### Exercise aim
Extract each line of the data below exactly as written.

### Provided data
-------------------------

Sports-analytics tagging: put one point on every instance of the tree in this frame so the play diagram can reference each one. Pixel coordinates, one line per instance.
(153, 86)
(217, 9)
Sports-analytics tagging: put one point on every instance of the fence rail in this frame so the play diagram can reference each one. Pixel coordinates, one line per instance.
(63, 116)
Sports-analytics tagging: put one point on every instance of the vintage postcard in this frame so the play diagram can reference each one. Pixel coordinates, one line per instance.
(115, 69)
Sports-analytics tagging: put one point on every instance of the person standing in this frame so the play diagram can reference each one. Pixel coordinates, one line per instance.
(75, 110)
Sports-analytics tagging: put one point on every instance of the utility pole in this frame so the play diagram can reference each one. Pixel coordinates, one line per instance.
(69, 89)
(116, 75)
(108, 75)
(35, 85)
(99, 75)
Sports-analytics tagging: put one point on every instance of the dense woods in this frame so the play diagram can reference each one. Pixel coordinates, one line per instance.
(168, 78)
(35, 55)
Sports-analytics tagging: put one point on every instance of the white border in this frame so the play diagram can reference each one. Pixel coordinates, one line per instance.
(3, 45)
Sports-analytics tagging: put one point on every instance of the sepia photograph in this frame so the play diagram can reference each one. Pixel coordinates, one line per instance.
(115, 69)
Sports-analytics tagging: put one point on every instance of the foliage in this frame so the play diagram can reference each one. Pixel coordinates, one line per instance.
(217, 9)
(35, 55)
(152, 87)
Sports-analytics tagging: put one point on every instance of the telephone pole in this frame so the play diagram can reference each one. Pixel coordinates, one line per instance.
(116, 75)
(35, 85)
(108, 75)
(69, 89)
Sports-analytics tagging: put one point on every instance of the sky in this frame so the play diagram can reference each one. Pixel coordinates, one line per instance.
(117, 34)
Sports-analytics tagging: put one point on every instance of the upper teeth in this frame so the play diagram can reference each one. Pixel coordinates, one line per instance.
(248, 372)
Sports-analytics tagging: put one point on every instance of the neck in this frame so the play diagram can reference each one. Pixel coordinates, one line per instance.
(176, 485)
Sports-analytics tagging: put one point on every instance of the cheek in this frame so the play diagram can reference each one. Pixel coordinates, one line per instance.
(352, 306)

-------------------------

### Answer below
Sports-analytics tagging: put one point on every instance of the tree in this frame so the play diagram can reference each one. Pixel coordinates, one line per instance.
(153, 86)
(217, 9)
Sports-analytics tagging: put one point on every instance of the fence rail in this frame so the play diagram can reference each one. Pixel coordinates, one line per instance.
(63, 116)
Sports-analytics tagging: put one point on every instance of the vintage postcard in this frame so the play diagram can reference each one. Pixel coordinates, one line per instance.
(115, 69)
Sports-analytics tagging: put one point on every instance of the person standing in this frame so the play diagram can reference each one. Pixel coordinates, one line per instance.
(75, 110)
Sports-analytics tagging: put one point on every instance of the utility pole in this frame so the play diagram can reference each one. Pixel coordinates, one line per instance.
(69, 89)
(116, 75)
(108, 75)
(35, 85)
(99, 75)
Sports-analytics tagging: put one point on every instance of the dense woods in this frame so the play diagram can reference each one. Pixel coordinates, one line per instance.
(168, 78)
(35, 55)
Sports-analytics tagging: put one point on every instance of the white border in this frame so the play diagram can reference each one. Pixel coordinates, one line per instance.
(3, 45)
Sports-analytics tagging: put one point on every instance of the sepia photograph in this frame so the play diagram can reference each one. Pixel coordinates, one line per instance.
(115, 69)
Sports-analytics tagging: put one point on every instance of the foliage in this frame so the play diagram can reference each one. Pixel coordinates, one line per instance.
(217, 9)
(35, 55)
(152, 87)
Sports-analytics tagging: put one point on every instance of the telephone pole in this frame so the play diagram can reference each one. Pixel coordinates, one line per instance.
(116, 75)
(35, 85)
(108, 75)
(69, 89)
Sports-analytics tagging: put one point on every instance of the sky in this frame so the play diagram can reference each one. Pixel coordinates, one line per instance.
(117, 34)
Sports-analytics tagging: put one point on every instance of the upper teeth in this frame so the play diagram can reference each one. Pixel coordinates, one line per instance.
(248, 372)
Sports-analytics tagging: put one point on every instance of the neck in this frame so the play diagram can reference each one. Pixel coordinates, one line per instance.
(176, 485)
Sports-analytics tagging: put one point on every instance of the cheek in this frame so the play diagram can reference each one. Pixel coordinates, one line per instance.
(352, 306)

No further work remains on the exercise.